WHAT YOU ARE ASKED TO DO: Print every entry below again. Nothing may differ from the original.

Items from a data source:

========================================

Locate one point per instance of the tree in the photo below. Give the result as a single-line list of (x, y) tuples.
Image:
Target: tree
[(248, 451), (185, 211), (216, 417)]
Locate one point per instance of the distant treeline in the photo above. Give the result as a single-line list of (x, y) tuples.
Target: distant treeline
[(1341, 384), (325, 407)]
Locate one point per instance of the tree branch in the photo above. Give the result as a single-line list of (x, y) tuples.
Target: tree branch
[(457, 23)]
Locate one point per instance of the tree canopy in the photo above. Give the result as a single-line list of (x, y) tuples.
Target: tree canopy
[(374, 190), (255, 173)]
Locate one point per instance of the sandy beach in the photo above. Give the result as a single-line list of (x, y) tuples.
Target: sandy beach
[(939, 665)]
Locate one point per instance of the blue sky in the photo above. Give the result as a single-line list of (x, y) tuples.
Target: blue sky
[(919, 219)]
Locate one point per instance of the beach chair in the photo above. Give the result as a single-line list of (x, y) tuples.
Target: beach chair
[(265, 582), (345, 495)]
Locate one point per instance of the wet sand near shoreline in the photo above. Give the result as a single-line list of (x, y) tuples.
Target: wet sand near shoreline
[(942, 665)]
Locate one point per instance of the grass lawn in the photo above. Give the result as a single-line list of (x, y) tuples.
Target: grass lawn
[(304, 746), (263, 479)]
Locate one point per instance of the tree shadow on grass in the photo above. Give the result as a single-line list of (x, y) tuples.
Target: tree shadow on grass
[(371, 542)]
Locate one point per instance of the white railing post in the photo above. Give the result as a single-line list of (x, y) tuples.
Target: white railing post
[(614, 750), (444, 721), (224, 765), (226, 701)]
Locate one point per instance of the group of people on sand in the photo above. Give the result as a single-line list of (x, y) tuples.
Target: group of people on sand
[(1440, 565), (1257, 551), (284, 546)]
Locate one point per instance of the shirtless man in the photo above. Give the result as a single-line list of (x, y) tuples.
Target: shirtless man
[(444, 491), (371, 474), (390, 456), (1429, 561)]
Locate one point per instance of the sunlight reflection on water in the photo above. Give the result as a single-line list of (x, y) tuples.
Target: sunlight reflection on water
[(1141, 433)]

========================================

RESULT FOR THIS EXERCISE:
Locate one point per instance of the tree in the photo below. Give the result as a single-line list of (x, y) tuples.
Image:
Target: tree
[(248, 451), (185, 211), (216, 417)]
Locate one point per instance of the distant treeline in the photo above. Give the result as a single-line list of (x, y) tuples.
Target: distant treeline
[(1341, 384), (325, 407)]
Locate one point per instance of the tree branch in the photo above. Give the result as a single-line list of (x, y) tuples.
Target: tree branch
[(457, 23)]
Locate one point per instance of the tree canopy in the photo above. Give the result as a single-line list of (x, y) tuples.
Target: tree canopy
[(374, 190), (255, 173)]
Locate one point per instance of the sandy beach in the photo above. Give the result as a single-line list of (x, y) tuples.
Target: sandy beach
[(939, 665)]
Locate one point per instance of the blue sky in the photo above. Give the result as a single-line list of (x, y) tuples.
Target: blue sky
[(919, 219)]
Locate one point per instance of the beach chair in the photo above. Give the result as a single-line list of (x, y) tuples.
Target: beach chair
[(265, 582), (345, 495)]
Locate one point per instance of the wet sand near shoreline in the photo above. Give the result as a single-line list of (x, y) tuples.
Target: wet sand near shoreline
[(942, 665)]
Locate one point per instance of the grass lawn in the photo above. Give the result as a single-line list of (x, y) tuples.
Target: grass lawn
[(304, 746), (263, 479)]
Locate one point per instance of the tree shadow on grass in the photo above. Give the result as a single-line list of (x, y) tuples.
Target: tree shadow on grass
[(371, 542)]
Locate one point per instance of the white railing post in the photo above. Give the result as a single-line list of (x, y) tuples.
Target: white railing post
[(614, 750), (444, 721), (224, 765), (226, 701)]
Locate one point per instance of the group of people on sand in the photo above. Give the result as a single-line list of (x, y) tuples.
Target: group of people on sand
[(1440, 565), (1257, 551), (284, 546)]
Locate one point per instance of the shirtless man in the photo above. Give the result as a single-line list of (x, y) tuples.
Target: shirtless man
[(444, 491), (371, 474), (390, 456), (1429, 561)]
Locate one point per instance of the sunlight reflection on water in the photo above. Give the result as a single-line list of (x, y) tuples.
Target: sunlight reflection on water
[(1141, 433)]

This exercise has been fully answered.